(Pointing and labeling entries)
begin
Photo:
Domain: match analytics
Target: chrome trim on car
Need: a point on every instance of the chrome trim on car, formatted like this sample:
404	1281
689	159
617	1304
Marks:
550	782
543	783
end
### Your instructions
Rescale the point coordinates in the answers of all the records by 1.4, rounding to whole numbers with halves rounded up, and reproduce every line, requests included. Leave the requests and their format samples unchanged.

### Output of the task
Photo:
Domain: match analytics
Target: chrome trim on car
Need: a point on every instance of the chrome trim on car, formatted like this sample:
404	1281
689	159
617	1304
Marks:
770	1095
760	1096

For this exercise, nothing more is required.